WRITTEN INSTRUCTION » Extract all of the material below line for line without changing anything, and leave out any pictures.

LISTED ENTRIES »
— Start —
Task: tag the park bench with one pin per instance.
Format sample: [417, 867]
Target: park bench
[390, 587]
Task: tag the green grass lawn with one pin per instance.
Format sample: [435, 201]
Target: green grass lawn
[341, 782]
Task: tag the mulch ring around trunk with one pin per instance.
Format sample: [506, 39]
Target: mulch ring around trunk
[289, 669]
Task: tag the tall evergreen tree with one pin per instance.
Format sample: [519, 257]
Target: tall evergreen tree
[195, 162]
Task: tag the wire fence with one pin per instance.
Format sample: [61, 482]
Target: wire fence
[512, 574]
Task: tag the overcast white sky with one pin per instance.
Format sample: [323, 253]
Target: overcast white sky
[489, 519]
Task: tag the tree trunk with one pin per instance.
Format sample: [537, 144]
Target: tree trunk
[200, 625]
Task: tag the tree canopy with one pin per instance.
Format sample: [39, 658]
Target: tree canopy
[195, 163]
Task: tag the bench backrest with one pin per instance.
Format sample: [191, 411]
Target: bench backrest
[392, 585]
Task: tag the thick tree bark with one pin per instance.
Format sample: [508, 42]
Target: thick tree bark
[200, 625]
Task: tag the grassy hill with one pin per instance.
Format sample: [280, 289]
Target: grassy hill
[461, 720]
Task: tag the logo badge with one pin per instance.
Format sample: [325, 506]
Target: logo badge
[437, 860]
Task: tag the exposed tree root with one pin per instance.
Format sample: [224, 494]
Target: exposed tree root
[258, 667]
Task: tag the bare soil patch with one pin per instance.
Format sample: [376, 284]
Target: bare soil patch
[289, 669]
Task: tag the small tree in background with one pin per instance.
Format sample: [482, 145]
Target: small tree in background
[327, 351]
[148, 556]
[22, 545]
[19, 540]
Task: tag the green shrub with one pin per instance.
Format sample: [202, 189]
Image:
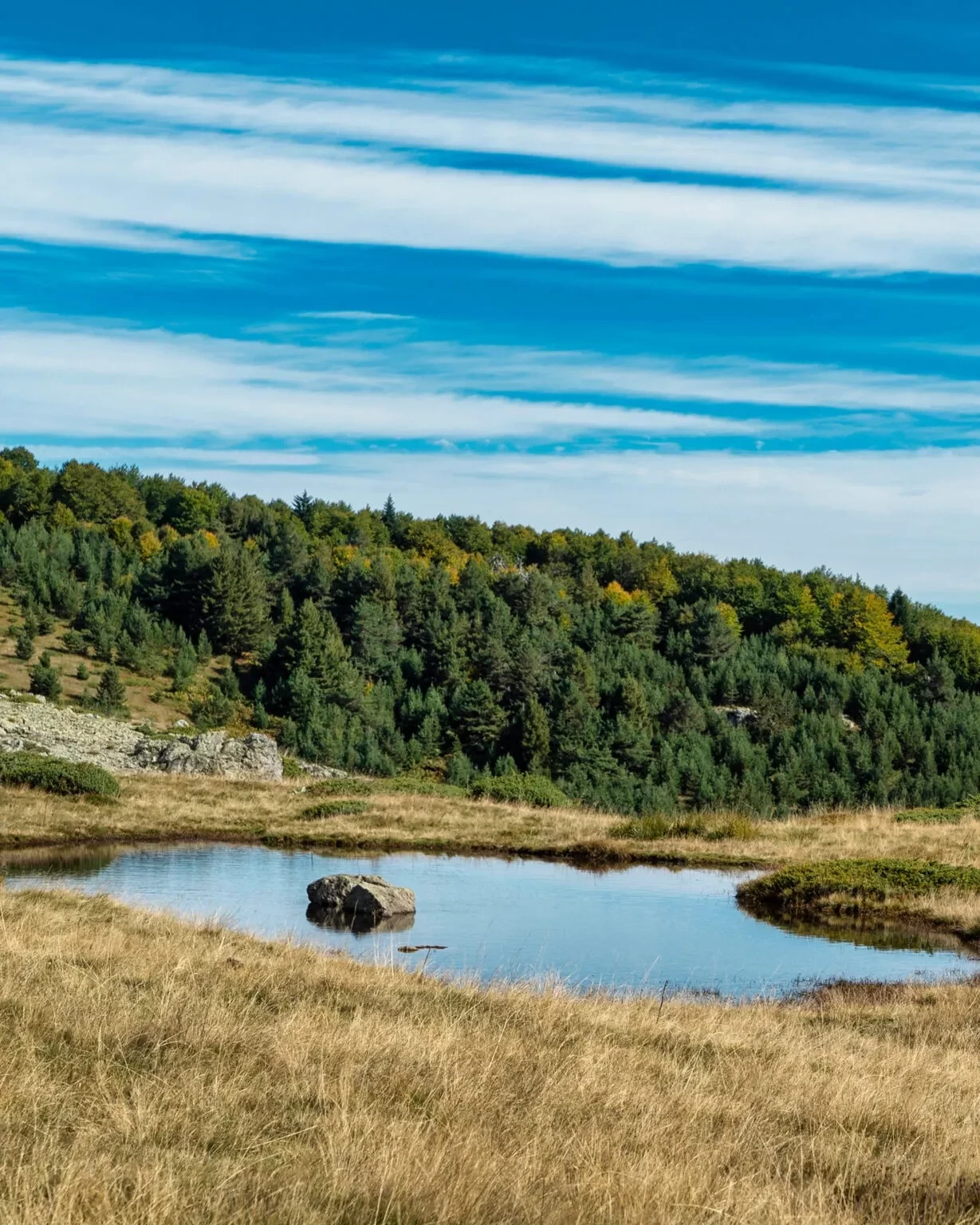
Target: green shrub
[651, 829]
[533, 789]
[335, 809]
[55, 776]
[932, 816]
[409, 784]
[806, 884]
— End —
CORRECT RESULT »
Task: tag the park bench with one pin per instance.
Format sample: [417, 867]
Target: park bench
[390, 587]
Task: tag the green grass lawn with one pin per instance.
Format sample: [435, 201]
Target: green grass lawn
[341, 782]
Task: tag the mulch ring around trunk with one pin per instance.
Format sample: [506, 39]
Target: mulch ring around trunk
[289, 669]
Task: tag the tall evergreen tree with one pin per instance.
Format sample: [519, 257]
Target: tall evergreen tree
[195, 162]
Task: tag the wire fence with one pin per instance.
Format sample: [61, 482]
Target: wire fence
[512, 574]
Task: tag the overcast white sky with one pin per instance.
Format sample: [323, 253]
Target: overcast white sky
[489, 519]
Task: tag the tree trunk with one pin per instance.
Format sample: [537, 144]
Target: tree trunk
[200, 625]
Task: tag the tree canopy with one pin per instance.
Format sample: [39, 658]
Target: tree canopy
[195, 163]
Task: tag the bench backrest with one pin per instance.
Format sample: [191, 411]
Target: bench backrest
[392, 585]
Task: tag the thick tree bark with one pin per instance.
Format sample: [508, 42]
Target: thick tree bark
[200, 625]
Task: tag the grassy hill with one pin per instance.
Format sample: [280, 289]
Target: grassy hill
[461, 720]
Task: tag the logo badge with one pin per instance.
Format sample: [325, 506]
Target: logo badge
[437, 860]
Task: tag the exposed tree root with one pin per instance.
Format sample: [224, 494]
Target: exposed tree root
[258, 667]
Task: tag the bare soil patch with one pin per instance.
Format sample: [376, 284]
Target: bare soil patch
[289, 669]
Task: tag the small tree in background with one pin per instance.
Format sample: [482, 145]
Target: small tree in background
[327, 351]
[148, 556]
[22, 545]
[19, 540]
Task: tag the green shrub with one pin per instance.
Format sample: [202, 189]
Image:
Target: green shrub
[651, 829]
[533, 789]
[335, 809]
[55, 776]
[932, 816]
[409, 784]
[806, 884]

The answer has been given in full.